SELECTED TEXT
start

# My First Build / First run



## Madsciguy (May 28, 2020)

Hopefully, this works, it's my 3rd post. Couldn't wait, had to test run before completely done. Probably another 100 hrs of cosmetic machining, painting and polishing.

The Concept Valve Cylinder First Run


----------



## Cogsy (May 28, 2020)

That turned out very nicely. Well done!


----------



## ShopShoe (May 29, 2020)

I agree. Well Done! 

--ShopShoe


----------



## Donrecardo (May 30, 2020)

I hate seeing steam engines running too fast, Yours is running at a lovelly speed , well done


----------



## Donrecardo (May 30, 2020)

Did you design it yourself and if so will you be making the drawings available. Thats one I would like to try myself


----------



## Madsciguy (Jun 3, 2020)

It's a modified Elmers #29 mine engine (4 psi). The flywheel runs 2.5 x faster than the main shaft so the increased stored energy allows improved low speed operation. The next one will have a planetary drive coupled to the flywheel (~6:1) to enable very low speed.


----------



## Lisa_Clark (Aug 26, 2020)

Holy Cow! That's Great. Well Done


----------



## SmithDoor (Aug 26, 2020)

Great job

Dave


----------



## JCSteam (Aug 27, 2020)

end

RECORDS FOR THE EXERCISE
start

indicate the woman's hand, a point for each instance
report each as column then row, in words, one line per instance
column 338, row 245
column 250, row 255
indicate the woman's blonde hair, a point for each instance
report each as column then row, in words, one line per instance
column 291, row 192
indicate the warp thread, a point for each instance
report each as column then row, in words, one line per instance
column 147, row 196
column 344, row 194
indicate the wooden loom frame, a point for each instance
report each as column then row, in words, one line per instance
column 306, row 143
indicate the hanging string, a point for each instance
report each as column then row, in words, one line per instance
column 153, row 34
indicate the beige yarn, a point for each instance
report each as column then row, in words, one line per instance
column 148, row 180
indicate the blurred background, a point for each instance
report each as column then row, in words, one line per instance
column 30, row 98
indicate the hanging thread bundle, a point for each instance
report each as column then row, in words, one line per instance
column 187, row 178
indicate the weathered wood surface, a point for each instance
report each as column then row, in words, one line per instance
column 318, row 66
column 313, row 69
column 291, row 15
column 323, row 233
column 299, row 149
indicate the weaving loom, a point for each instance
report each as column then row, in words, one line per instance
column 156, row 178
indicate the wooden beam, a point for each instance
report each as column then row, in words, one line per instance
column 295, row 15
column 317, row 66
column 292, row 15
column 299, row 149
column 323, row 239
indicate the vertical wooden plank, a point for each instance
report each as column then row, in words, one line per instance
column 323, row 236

end
start

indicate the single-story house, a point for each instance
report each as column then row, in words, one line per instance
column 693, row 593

end
start

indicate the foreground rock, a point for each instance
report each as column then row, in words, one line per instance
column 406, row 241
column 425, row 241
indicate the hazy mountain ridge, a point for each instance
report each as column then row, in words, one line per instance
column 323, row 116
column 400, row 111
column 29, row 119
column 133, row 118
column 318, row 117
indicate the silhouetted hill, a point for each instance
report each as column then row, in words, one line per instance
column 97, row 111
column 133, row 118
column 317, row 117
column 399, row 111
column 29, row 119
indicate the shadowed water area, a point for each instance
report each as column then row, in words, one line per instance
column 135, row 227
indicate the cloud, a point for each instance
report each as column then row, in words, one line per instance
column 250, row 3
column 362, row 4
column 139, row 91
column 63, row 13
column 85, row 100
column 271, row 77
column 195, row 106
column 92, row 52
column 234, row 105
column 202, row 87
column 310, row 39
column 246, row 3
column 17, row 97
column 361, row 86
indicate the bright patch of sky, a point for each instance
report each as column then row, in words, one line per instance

end

REQUIREMENT A
Print the stretch of the forum thread from "Hopefully, this works, it's" through "nicely. Well done!", copying it exactly.
REQUIREMENT B
Collect every line of the records that contains the word "hanging", and copy each one unchanged.

REPLY A
Hopefully, this works, it's my 3rd post. Couldn't wait, had to test run before completely done. Probably another 100 hrs of cosmetic machining, painting and polishing.

The Concept Valve Cylinder First Run


----------



## Cogsy (May 28, 2020)

That turned out very nicely. Well done!

REPLY B
indicate the hanging string, a point for each instance
indicate the hanging thread bundle, a point for each instance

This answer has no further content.